- **Text section**:

Luxury expedition line Ponant has ceased sailing in northern Europe until next year, even though it has sailed over 60 itineraries.

The move follows last week’s abandonment of the first SeaDream cruise in the Caribbean since the global Pandemic, which sadly ended when seven guests and crew were confirmed to have COVID-19. SeaDream has also cancelled the remainder of its sailings in 2020.

Ponant also suffered an outbreak in early November. The Le Jacques Cartier was forced to sail back to Marseilles, France where 17 cases of COVID-19 were detected. Before that, the line had sailed with over 3,500 passengers with no incident.

The news is a set back for those who believed small ships with strong health protocols and careful restrictions could be a way forward while major operators with larger vessels navigate the protocols required by national and international health authorities.

Australia has a cruise ban on international vessels which is scheduled to end on December 17. Asked if this was likely to be renewed, Cruise Passenger was referred to the website which has not changed.

Le Bougainville
Le Bougainville

Ponant has “paused” operations in the northern hemisphere until December 31, 2020.

“The safety and security of passengers, crew members and the locals of the regions visited remains Ponant’s priority”, the cruise line said in an announcement published in Europe and America.

Passengers booked on cancelled voyages will receive a credit of 120 per cent of the amount paid, which can also be applied to a future sailing.

- **Supplied information**:

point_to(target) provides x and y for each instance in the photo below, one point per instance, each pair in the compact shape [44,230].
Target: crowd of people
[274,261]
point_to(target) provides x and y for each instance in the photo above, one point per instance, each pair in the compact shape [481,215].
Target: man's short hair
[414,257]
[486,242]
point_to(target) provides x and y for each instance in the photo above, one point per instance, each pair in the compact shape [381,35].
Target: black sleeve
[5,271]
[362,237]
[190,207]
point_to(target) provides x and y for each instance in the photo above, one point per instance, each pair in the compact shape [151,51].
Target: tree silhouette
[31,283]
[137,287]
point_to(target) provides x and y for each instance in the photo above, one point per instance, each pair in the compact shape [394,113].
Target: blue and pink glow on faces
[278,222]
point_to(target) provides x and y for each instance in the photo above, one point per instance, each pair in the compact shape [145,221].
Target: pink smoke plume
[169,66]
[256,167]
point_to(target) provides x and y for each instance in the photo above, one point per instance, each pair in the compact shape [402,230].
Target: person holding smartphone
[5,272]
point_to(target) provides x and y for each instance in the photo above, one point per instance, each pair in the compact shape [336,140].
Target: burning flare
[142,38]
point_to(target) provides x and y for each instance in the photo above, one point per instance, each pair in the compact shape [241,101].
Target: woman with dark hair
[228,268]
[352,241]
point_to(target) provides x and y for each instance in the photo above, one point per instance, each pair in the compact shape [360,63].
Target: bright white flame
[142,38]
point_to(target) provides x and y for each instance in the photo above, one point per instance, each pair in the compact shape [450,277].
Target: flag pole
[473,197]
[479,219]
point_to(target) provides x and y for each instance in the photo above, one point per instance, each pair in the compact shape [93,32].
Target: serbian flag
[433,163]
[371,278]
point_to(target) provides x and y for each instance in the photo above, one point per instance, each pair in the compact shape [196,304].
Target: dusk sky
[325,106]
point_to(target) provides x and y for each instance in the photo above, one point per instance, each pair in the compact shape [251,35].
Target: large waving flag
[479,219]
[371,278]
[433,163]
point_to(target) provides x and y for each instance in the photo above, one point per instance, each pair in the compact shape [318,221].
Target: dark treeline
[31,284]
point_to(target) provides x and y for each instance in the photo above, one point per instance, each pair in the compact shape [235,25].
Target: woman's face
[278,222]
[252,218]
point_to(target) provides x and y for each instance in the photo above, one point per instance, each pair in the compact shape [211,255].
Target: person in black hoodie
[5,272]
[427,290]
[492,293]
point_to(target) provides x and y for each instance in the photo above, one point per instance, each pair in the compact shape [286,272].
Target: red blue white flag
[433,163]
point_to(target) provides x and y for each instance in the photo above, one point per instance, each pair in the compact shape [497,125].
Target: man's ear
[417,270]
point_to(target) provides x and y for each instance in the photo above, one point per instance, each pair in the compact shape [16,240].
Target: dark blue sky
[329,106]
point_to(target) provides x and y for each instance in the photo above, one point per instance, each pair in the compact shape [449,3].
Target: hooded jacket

- **Problems to work on**:
**1.** Do these statements agree with the article on Ponant's cruise suspension? For each, answer yes or no and quote the words from the article that decide it.
(a) On the Le Jacques Cartier, 17 cases of COVID-19 were detected in Marseilles.
(b) Australia's ban on international cruise vessels is scheduled to end on December 31.
(c) Passengers on cancelled voyages will receive a credit equal to the full amount they paid.
**2.** Answer these questions using the article on Ponant's cruise suspension.
(a) How many guests and crew were confirmed to have COVID-19 on the SeaDream cruise in the Caribbean?
(b) Until what date has Ponant paused operations in the northern hemisphere?
(c) How many passengers had Ponant sailed with before the outbreak, with no incident?
**3.** Write the next part of the article on Ponant's cruise suspension, picking up after its final sentence.

- **Your responses**:
**1.**
(a) Yes: "The Le Jacques Cartier was forced to sail back to Marseilles, France where 17 cases of COVID-19 were detected."
(b) No: "Australia has a cruise ban on international vessels which is scheduled to end on December 17."
(c) No: "Passengers booked on cancelled voyages will receive a credit of 120 per cent of the amount paid"

**2.**
(a) Seven.
(b) December 31, 2020.
(c) Over 3,500.

**3.**
Ponant has been sailing since July with over 60 sailings from France, Iceland, Croatia and Norway on four ships. All guests and crew members must have a signed doctor’s medical form, complete a health questionnaire and undergo a health check and screening by the ship’s medical staff. Restaurant layouts have been changed and offer only contactless dining options and occupancy of amenities like theatres are capped at 50 per cent.

Recently, the Australian Government’s Tourism Restart Committee, which has Ponant’s Asia Pacific Chair Sarina Bratton as a member, predicted small ship adventure sailings in Australia and New Zealand could begin as early as November or December.

Ms Bratton had reportedly been trying to start local New Zealand sailings.

APT Travel Group, which operates small ship Caledonian Sky, is selling departures in April and May on the Barrier Reef and Cape York with the 114-crew vessel.

Cruise Lines International Association MD Joel Katz told Cruise Passenger: “In Australia, CLIA envisages a phased and regional approach to the resumption of cruising, backed by extensive health measures.

“This might involve local cruises for local residents only, operating within state or national borders while travel restrictions continue.

“Expedition cruising has strong potential to operate within this concept and is one of the areas CLIA is discussing with governments, however all ocean-going cruise lines have committed to implementing extensive new health protocols in light of COVID-19 and our aim is to open a pathway to resumption for all types of cruising, in a controlled and carefully managed way.”

This week has seen more reports that at least two vaccines with efficacy of more than 90 per cent are likely to be available next year providing they pass rigorous testing. The next hurdle may be persuading the travelling public they must be vaccinated before they can cruise. A recent poll showed 58 per cent of Americans will take it, but the rest were either opposed or unsure.

Mr Katz said: “This is one of the areas cruise lines will take guidance on from health authorities and medical experts globally. “At this stage it’s too soon to say specifically what role vaccines will play in the wider health measures cruise lines will implement, but the cruise industry will work closely with health authorities and governments to determine the most appropriate response when vaccinations are available.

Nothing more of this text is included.